===== EXTRACTO DE ORIGEN =====

Pero con el paquete de Ucrania, apareció Crimea, con toda la fuerza de su especificidad.
Y el asunto cambió.
La oposición venezolana de pronto se encontró con que su padrote estadounidense la relegó a un segundo plano, descocándose el jefe por la inesperada reacción rusa de anexarse a Crimea a la velocidad del rayo, con movimiento de tropas y referéndum incluidos en la acción. El plan geoestratégico de rodear al gran rival ruso privaba en sus mentores sobre el de tomar el petróleo venezolano mediante la acción de operadores nacionales internos.
Desde entonces la protesta, denominada con mayor precisión “guarimba”, se prolongó ─peligrosamente para su propia salud subversiva─ como un moco estirado sobre el plano del tiempo: arriba ya a los cuarenta días en medio del rechazo generalizado de la población, según mediciones de bando y bando. Es la acción y expresión de pequeños y radicales sectores, urgidos de eventualidades políticas que los alimenten, tanto más de un mentor poderoso y mundial como los EEUU.
Crimea fue un tiro por la culata que se le escapó a los EEUU, después de veinte años de cultivar la toma de Ucrania. Crimea es el puerto de una importante flota rusa de cara a Occidente, puerta vital de supervivencia bajo la eventualidad de una confrontación con Europa. Venezuela es el foso de petróleo más descomunal del planeta, con importancia geoestratégica y energética a futuro para quien la tome o forme alianza con ella. El evento crimeo invitaba a una atención inmediata por parte de los EEUU; el golpe en Venezuela, por su parte, ubicada en un tranquilo “patio trasero”, podría esperar otra estación más despejada. En consecuencia, la oposición golpista queda huérfana y a la deriva, con sus calles de urbanizaciones ricas humeante, hediondas a alquitrán y a gas lacrimógeno. Mala suerte.

===== DATOS PARA EXAMINAR =====

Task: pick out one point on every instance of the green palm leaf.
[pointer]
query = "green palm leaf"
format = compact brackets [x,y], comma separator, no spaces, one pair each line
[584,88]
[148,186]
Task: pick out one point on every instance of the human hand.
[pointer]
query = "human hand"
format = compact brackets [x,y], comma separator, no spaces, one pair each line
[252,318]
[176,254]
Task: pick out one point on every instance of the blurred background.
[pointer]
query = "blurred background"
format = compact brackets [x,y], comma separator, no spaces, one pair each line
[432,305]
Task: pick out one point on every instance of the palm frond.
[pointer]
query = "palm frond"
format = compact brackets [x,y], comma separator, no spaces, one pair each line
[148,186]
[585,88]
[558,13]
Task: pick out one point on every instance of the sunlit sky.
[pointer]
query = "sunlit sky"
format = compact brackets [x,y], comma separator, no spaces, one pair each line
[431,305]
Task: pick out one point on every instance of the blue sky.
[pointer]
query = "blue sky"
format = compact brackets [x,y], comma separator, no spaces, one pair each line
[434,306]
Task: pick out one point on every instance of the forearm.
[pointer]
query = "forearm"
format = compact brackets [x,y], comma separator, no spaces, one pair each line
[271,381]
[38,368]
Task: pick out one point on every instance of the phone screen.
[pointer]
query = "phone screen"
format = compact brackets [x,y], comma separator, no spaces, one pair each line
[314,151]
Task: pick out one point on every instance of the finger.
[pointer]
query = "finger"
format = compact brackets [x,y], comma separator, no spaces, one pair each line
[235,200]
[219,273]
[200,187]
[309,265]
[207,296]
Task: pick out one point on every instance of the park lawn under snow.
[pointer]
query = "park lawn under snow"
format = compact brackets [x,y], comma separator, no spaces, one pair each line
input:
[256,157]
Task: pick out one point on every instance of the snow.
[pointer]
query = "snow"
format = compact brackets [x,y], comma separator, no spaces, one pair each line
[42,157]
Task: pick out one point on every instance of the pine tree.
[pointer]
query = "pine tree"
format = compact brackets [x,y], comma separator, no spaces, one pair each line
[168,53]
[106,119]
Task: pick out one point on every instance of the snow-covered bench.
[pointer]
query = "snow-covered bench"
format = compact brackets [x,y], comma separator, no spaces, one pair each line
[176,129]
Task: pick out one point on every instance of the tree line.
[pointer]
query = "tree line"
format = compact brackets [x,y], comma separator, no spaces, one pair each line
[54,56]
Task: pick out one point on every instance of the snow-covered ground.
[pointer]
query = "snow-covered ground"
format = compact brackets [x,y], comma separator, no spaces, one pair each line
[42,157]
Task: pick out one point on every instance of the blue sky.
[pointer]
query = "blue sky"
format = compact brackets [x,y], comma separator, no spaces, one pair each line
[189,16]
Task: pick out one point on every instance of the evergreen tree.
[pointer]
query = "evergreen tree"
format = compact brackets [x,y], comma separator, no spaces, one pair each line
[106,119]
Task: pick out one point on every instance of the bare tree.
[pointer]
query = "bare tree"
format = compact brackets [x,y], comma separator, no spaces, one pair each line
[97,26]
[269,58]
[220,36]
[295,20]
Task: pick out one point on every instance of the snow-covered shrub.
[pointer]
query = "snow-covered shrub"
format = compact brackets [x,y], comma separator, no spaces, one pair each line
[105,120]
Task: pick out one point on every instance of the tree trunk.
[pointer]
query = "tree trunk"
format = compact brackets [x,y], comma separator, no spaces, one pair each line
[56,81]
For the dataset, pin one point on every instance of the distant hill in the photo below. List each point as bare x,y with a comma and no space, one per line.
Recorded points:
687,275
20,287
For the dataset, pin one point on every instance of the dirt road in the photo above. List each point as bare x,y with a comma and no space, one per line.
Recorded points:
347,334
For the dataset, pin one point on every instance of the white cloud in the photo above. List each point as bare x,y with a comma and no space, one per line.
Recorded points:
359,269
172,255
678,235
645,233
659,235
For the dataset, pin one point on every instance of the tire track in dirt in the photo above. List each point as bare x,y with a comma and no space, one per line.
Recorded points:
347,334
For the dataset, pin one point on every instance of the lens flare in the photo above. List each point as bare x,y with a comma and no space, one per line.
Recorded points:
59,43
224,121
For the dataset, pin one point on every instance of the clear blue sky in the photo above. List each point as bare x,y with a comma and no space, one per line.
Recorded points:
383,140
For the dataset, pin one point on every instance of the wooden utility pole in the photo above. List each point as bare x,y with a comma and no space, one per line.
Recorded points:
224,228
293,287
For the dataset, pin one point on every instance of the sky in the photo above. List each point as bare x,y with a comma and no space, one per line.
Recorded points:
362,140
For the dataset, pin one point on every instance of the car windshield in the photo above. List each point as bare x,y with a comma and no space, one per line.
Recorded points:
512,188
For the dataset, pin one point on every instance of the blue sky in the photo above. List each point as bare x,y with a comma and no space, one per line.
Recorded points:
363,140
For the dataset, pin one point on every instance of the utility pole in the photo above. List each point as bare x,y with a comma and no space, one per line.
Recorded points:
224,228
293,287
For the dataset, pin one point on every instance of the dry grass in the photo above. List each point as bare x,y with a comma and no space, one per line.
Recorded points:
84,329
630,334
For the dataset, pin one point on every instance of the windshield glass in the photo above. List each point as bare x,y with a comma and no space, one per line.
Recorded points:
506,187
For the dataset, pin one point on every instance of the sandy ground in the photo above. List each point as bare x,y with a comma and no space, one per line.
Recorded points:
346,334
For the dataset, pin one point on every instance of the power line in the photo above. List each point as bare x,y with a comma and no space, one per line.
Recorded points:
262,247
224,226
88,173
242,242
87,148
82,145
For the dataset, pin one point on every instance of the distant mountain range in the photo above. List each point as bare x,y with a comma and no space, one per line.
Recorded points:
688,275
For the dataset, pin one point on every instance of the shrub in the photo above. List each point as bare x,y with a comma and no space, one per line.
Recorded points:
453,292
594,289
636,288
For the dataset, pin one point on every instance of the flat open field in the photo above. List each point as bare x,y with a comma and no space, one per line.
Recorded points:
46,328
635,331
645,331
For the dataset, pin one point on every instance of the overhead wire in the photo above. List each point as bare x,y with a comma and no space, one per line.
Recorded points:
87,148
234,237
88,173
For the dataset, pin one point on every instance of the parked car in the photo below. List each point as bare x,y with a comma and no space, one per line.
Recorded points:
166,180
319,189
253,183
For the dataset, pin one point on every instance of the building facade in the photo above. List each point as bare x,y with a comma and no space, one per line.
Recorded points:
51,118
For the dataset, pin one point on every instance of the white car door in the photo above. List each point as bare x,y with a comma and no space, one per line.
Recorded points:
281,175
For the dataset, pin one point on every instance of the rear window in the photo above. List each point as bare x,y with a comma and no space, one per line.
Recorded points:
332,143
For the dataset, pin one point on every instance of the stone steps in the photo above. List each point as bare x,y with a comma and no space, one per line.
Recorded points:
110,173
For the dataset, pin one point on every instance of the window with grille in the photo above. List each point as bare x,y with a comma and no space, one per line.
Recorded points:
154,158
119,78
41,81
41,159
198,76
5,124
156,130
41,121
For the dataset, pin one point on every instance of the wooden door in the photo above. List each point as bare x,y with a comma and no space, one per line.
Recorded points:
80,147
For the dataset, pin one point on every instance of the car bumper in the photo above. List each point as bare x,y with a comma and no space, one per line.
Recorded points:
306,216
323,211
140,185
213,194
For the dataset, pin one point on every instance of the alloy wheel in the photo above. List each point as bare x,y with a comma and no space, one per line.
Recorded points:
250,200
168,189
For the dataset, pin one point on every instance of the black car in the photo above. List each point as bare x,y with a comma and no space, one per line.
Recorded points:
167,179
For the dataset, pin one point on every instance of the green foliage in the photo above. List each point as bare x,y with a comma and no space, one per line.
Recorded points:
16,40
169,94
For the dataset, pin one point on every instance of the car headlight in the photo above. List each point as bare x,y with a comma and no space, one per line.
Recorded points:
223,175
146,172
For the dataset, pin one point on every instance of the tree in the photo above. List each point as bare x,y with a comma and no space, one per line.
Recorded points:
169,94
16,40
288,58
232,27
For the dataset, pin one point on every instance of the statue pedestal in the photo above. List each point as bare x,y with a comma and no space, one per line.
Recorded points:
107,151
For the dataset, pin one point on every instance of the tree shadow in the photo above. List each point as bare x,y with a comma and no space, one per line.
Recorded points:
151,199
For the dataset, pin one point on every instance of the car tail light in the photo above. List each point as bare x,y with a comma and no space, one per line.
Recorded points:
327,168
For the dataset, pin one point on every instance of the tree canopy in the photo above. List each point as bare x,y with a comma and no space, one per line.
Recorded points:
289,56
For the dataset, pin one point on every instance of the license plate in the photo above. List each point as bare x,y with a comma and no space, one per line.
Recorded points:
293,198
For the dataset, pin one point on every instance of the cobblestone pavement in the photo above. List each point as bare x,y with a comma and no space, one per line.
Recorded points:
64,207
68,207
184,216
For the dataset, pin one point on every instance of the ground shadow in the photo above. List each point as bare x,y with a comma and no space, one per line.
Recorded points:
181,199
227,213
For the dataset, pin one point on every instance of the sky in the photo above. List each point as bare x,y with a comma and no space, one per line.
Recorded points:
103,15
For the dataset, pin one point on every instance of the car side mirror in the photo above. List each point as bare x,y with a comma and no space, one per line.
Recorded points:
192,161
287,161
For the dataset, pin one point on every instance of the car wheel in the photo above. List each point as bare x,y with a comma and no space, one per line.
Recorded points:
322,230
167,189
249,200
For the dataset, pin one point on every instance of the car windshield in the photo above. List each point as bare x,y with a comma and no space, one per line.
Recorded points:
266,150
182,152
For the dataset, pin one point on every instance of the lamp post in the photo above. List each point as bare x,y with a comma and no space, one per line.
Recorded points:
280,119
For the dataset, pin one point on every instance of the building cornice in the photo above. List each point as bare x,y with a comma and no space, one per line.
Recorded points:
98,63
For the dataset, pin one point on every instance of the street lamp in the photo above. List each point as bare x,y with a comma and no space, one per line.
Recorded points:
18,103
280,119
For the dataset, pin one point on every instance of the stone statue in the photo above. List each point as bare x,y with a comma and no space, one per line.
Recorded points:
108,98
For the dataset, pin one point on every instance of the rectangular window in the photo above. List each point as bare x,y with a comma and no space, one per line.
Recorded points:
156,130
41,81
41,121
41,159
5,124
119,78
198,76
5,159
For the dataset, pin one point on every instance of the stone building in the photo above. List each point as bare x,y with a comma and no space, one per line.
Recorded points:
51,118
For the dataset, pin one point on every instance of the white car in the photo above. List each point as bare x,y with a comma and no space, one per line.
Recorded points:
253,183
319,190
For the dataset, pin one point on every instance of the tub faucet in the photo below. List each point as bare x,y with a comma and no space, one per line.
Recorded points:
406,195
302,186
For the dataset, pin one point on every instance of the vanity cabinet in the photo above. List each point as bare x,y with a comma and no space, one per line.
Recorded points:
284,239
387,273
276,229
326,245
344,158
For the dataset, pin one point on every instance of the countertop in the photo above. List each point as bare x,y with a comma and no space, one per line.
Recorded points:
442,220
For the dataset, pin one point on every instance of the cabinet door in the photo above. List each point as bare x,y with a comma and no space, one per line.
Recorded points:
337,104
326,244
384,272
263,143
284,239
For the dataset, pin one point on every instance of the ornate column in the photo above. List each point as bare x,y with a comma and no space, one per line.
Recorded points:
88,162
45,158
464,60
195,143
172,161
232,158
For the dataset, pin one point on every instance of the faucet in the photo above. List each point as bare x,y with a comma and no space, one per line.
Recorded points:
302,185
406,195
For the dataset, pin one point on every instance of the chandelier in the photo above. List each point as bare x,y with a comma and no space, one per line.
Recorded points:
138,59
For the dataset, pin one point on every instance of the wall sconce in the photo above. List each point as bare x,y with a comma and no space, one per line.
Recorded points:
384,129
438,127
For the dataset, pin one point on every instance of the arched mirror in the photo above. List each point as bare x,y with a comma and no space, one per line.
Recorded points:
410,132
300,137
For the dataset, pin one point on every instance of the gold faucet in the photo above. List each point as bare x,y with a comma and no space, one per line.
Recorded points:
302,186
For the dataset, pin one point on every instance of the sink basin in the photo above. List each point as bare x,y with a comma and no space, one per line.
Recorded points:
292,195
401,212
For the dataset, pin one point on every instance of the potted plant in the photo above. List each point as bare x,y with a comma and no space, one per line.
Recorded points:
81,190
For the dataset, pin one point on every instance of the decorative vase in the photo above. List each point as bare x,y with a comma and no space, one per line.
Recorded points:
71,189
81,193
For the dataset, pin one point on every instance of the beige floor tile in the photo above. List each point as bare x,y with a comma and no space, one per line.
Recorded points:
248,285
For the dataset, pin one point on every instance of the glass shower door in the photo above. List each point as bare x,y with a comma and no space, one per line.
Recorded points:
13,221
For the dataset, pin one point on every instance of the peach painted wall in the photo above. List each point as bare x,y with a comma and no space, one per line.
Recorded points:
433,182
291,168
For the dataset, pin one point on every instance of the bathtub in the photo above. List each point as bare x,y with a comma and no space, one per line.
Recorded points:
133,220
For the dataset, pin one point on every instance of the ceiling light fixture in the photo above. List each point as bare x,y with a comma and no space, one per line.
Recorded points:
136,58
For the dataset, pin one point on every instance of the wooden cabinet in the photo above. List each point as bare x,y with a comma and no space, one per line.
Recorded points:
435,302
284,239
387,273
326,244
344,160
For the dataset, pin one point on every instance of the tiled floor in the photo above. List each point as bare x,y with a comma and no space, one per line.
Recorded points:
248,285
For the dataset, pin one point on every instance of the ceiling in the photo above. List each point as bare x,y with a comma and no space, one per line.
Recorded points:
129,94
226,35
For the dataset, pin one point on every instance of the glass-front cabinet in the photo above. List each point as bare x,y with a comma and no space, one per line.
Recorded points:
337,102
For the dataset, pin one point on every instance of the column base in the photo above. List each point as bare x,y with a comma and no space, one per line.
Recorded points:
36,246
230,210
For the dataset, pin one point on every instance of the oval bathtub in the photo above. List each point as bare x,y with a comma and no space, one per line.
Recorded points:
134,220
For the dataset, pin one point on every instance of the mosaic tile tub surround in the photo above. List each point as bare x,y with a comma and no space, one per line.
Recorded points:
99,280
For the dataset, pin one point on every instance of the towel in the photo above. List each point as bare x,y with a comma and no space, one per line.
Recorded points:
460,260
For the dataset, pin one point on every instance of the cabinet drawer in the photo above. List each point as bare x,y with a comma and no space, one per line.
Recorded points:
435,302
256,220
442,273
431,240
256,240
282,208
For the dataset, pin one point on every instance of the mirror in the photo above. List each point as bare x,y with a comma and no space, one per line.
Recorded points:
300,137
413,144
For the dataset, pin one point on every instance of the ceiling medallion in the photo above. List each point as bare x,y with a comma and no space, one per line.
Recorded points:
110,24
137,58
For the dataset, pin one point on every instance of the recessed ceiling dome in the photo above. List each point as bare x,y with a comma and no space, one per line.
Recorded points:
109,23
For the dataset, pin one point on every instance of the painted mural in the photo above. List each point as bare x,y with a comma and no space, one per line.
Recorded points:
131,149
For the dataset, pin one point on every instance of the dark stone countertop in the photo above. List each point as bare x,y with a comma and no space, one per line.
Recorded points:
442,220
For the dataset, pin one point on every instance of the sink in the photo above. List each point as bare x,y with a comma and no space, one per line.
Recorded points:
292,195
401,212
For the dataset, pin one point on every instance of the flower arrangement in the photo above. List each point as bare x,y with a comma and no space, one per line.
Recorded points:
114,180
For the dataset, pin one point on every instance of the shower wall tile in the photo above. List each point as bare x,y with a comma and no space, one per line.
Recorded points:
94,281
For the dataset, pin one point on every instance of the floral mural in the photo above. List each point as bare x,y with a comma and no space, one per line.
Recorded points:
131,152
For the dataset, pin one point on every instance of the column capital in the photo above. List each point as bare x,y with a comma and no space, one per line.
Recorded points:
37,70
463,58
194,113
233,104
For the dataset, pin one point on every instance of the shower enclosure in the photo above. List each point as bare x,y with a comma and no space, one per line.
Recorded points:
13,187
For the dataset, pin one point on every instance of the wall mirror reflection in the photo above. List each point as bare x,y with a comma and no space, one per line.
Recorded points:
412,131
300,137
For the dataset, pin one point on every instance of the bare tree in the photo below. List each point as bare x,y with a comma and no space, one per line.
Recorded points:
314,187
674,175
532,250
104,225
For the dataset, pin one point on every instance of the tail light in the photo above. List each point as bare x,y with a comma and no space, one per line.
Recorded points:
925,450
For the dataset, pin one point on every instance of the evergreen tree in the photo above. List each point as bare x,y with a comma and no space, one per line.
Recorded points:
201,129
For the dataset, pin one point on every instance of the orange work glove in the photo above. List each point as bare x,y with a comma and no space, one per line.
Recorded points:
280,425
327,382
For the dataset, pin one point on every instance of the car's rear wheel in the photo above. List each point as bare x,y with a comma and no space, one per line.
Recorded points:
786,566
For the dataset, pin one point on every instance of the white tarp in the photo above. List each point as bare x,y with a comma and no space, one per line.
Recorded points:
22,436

=====

TAREAS POR REALIZAR:
**A.** Enumera todos los países que el texto sobre Crimea y Venezuela nombra con un sustantivo propio.
**B.** Reproduce el texto sobre Crimea y Venezuela: comienza en las palabras "Y el asunto" y termina después de "operadores nacionales internos.".
Los ítems provienen de una fuente distinta.

RESULTADOS DE LAS TAREAS:
**A.** Ucrania, Venezuela y los EEUU.

**B.**
Y el asunto cambió.
La oposición venezolana de pronto se encontró con que su padrote estadounidense la relegó a un segundo plano, descocándose el jefe por la inesperada reacción rusa de anexarse a Crimea a la velocidad del rayo, con movimiento de tropas y referéndum incluidos en la acción. El plan geoestratégico de rodear al gran rival ruso privaba en sus mentores sobre el de tomar el petróleo venezolano mediante la acción de operadores nacionales internos.